### YOUR TASK
Convert each line of the records below into a row of a Markdown table with the columns Row and Text, numbering the rows consecutively and omitting blank lines.

↓

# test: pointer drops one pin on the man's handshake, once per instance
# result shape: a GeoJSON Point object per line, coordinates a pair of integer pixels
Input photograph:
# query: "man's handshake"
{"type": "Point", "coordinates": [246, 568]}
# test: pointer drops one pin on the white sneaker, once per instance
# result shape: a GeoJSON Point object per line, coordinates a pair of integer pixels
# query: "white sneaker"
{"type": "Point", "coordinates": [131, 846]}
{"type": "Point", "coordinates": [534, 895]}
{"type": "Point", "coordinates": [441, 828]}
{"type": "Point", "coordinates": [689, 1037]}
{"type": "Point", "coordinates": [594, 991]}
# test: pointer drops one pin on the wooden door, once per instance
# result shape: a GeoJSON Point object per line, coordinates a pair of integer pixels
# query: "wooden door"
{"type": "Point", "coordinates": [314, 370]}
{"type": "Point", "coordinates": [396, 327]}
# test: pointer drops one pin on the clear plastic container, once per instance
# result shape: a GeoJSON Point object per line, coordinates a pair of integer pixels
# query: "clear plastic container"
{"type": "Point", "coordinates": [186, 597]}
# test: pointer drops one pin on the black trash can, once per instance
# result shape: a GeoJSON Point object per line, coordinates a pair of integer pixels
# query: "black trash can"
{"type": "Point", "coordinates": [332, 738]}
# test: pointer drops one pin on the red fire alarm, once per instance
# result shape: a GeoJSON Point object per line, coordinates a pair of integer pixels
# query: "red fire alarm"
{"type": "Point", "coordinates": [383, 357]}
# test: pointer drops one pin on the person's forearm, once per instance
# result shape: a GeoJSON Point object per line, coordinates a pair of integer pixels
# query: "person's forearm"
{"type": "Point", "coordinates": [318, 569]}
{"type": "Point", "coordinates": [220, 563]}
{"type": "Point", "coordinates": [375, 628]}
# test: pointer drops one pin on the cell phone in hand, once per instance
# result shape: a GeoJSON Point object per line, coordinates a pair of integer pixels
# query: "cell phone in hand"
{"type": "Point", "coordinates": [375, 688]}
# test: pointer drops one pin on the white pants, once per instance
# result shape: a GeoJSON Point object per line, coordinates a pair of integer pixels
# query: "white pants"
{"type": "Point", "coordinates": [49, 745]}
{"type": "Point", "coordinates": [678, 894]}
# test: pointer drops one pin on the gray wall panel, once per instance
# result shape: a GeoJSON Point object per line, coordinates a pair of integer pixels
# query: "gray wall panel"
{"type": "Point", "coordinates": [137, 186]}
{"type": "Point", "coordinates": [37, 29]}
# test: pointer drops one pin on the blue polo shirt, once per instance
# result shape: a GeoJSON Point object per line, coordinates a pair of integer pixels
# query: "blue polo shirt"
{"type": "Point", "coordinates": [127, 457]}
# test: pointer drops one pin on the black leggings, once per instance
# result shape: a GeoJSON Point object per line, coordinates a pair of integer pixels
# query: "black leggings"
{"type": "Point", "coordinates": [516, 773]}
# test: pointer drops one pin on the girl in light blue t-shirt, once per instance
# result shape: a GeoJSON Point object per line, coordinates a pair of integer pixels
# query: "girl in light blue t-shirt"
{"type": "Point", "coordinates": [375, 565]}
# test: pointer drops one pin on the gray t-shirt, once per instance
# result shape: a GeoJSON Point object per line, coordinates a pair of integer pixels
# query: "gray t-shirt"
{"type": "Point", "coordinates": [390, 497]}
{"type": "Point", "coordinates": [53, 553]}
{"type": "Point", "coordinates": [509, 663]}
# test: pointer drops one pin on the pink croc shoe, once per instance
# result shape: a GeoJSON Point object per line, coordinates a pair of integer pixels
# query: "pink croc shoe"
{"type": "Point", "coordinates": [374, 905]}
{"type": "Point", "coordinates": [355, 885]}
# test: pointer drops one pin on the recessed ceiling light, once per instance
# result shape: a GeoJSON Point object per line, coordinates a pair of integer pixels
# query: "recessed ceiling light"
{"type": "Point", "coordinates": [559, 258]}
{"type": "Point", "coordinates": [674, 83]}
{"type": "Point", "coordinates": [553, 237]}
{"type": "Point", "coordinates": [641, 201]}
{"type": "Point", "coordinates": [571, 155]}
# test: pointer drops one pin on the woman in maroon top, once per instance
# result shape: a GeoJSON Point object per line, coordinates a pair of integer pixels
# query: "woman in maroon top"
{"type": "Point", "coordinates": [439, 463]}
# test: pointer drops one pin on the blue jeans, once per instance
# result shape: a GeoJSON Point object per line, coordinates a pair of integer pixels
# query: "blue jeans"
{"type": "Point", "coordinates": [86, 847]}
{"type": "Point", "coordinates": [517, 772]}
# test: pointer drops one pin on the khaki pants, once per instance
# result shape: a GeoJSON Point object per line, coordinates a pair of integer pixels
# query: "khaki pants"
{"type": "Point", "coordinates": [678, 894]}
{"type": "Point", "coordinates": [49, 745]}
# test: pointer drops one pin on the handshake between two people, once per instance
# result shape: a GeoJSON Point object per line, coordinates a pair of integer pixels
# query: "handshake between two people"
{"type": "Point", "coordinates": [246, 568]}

↑

### RESPONSE
| Row | Text |
|---|---|
| 1 | # test: pointer drops one pin on the man's handshake, once per instance |
| 2 | # result shape: a GeoJSON Point object per line, coordinates a pair of integer pixels |
| 3 | Input photograph: |
| 4 | # query: "man's handshake" |
| 5 | {"type": "Point", "coordinates": [246, 568]} |
| 6 | # test: pointer drops one pin on the white sneaker, once per instance |
| 7 | # result shape: a GeoJSON Point object per line, coordinates a pair of integer pixels |
| 8 | # query: "white sneaker" |
| 9 | {"type": "Point", "coordinates": [131, 846]} |
| 10 | {"type": "Point", "coordinates": [534, 895]} |
| 11 | {"type": "Point", "coordinates": [441, 828]} |
| 12 | {"type": "Point", "coordinates": [689, 1037]} |
| 13 | {"type": "Point", "coordinates": [594, 991]} |
| 14 | # test: pointer drops one pin on the wooden door, once per instance |
| 15 | # result shape: a GeoJSON Point object per line, coordinates a pair of integer pixels |
| 16 | # query: "wooden door" |
| 17 | {"type": "Point", "coordinates": [314, 370]} |
| 18 | {"type": "Point", "coordinates": [396, 327]} |
| 19 | # test: pointer drops one pin on the clear plastic container, once per instance |
| 20 | # result shape: a GeoJSON Point object per line, coordinates a pair of integer pixels |
| 21 | # query: "clear plastic container" |
| 22 | {"type": "Point", "coordinates": [186, 597]} |
| 23 | # test: pointer drops one pin on the black trash can, once per instance |
| 24 | # result shape: a GeoJSON Point object per line, coordinates a pair of integer pixels |
| 25 | # query: "black trash can" |
| 26 | {"type": "Point", "coordinates": [332, 738]} |
| 27 | # test: pointer drops one pin on the red fire alarm, once per instance |
| 28 | # result shape: a GeoJSON Point object per line, coordinates a pair of integer pixels |
| 29 | # query: "red fire alarm" |
| 30 | {"type": "Point", "coordinates": [383, 357]} |
| 31 | # test: pointer drops one pin on the person's forearm, once per instance |
| 32 | # result shape: a GeoJSON Point object per line, coordinates a pair of integer pixels |
| 33 | # query: "person's forearm" |
| 34 | {"type": "Point", "coordinates": [318, 569]} |
| 35 | {"type": "Point", "coordinates": [220, 563]} |
| 36 | {"type": "Point", "coordinates": [375, 628]} |
| 37 | # test: pointer drops one pin on the cell phone in hand, once per instance |
| 38 | # result shape: a GeoJSON Point object per line, coordinates a pair of integer pixels |
| 39 | # query: "cell phone in hand" |
| 40 | {"type": "Point", "coordinates": [375, 688]} |
| 41 | # test: pointer drops one pin on the white pants, once per instance |
| 42 | # result shape: a GeoJSON Point object per line, coordinates a pair of integer pixels |
| 43 | # query: "white pants" |
| 44 | {"type": "Point", "coordinates": [49, 745]} |
| 45 | {"type": "Point", "coordinates": [678, 894]} |
| 46 | # test: pointer drops one pin on the gray wall panel, once per instance |
| 47 | # result shape: a GeoJSON Point object per line, coordinates a pair of integer pixels |
| 48 | # query: "gray wall panel" |
| 49 | {"type": "Point", "coordinates": [137, 186]} |
| 50 | {"type": "Point", "coordinates": [37, 29]} |
| 51 | # test: pointer drops one pin on the blue polo shirt, once per instance |
| 52 | # result shape: a GeoJSON Point object per line, coordinates a pair of integer pixels |
| 53 | # query: "blue polo shirt" |
| 54 | {"type": "Point", "coordinates": [127, 457]} |
| 55 | # test: pointer drops one pin on the black leggings, once per instance |
| 56 | # result shape: a GeoJSON Point object per line, coordinates a pair of integer pixels |
| 57 | # query: "black leggings" |
| 58 | {"type": "Point", "coordinates": [516, 773]} |
| 59 | # test: pointer drops one pin on the girl in light blue t-shirt, once per instance |
| 60 | # result shape: a GeoJSON Point object per line, coordinates a pair of integer pixels |
| 61 | # query: "girl in light blue t-shirt" |
| 62 | {"type": "Point", "coordinates": [375, 565]} |
| 63 | # test: pointer drops one pin on the gray t-shirt, once per instance |
| 64 | # result shape: a GeoJSON Point object per line, coordinates a pair of integer pixels |
| 65 | # query: "gray t-shirt" |
| 66 | {"type": "Point", "coordinates": [390, 497]} |
| 67 | {"type": "Point", "coordinates": [53, 553]} |
| 68 | {"type": "Point", "coordinates": [509, 663]} |
| 69 | # test: pointer drops one pin on the pink croc shoe, once per instance |
| 70 | # result shape: a GeoJSON Point object per line, coordinates a pair of integer pixels |
| 71 | # query: "pink croc shoe" |
| 72 | {"type": "Point", "coordinates": [374, 905]} |
| 73 | {"type": "Point", "coordinates": [355, 885]} |
| 74 | # test: pointer drops one pin on the recessed ceiling light, once per instance |
| 75 | # result shape: a GeoJSON Point object per line, coordinates a pair of integer pixels |
| 76 | # query: "recessed ceiling light" |
| 77 | {"type": "Point", "coordinates": [559, 258]} |
| 78 | {"type": "Point", "coordinates": [674, 83]} |
| 79 | {"type": "Point", "coordinates": [553, 237]} |
| 80 | {"type": "Point", "coordinates": [641, 201]} |
| 81 | {"type": "Point", "coordinates": [571, 155]} |
| 82 | # test: pointer drops one pin on the woman in maroon top, once per instance |
| 83 | # result shape: a GeoJSON Point object per line, coordinates a pair of integer pixels |
| 84 | # query: "woman in maroon top" |
| 85 | {"type": "Point", "coordinates": [439, 463]} |
| 86 | # test: pointer drops one pin on the blue jeans, once per instance |
| 87 | # result shape: a GeoJSON Point object per line, coordinates a pair of integer pixels |
| 88 | # query: "blue jeans" |
| 89 | {"type": "Point", "coordinates": [86, 847]} |
| 90 | {"type": "Point", "coordinates": [517, 772]} |
| 91 | # test: pointer drops one pin on the khaki pants, once per instance |
| 92 | # result shape: a GeoJSON Point object per line, coordinates a pair of integer pixels |
| 93 | # query: "khaki pants" |
| 94 | {"type": "Point", "coordinates": [678, 894]} |
| 95 | {"type": "Point", "coordinates": [49, 745]} |
| 96 | # test: pointer drops one pin on the handshake between two people, once per instance |
| 97 | # result shape: a GeoJSON Point object per line, coordinates a pair of integer pixels |
| 98 | # query: "handshake between two people" |
| 99 | {"type": "Point", "coordinates": [246, 568]} |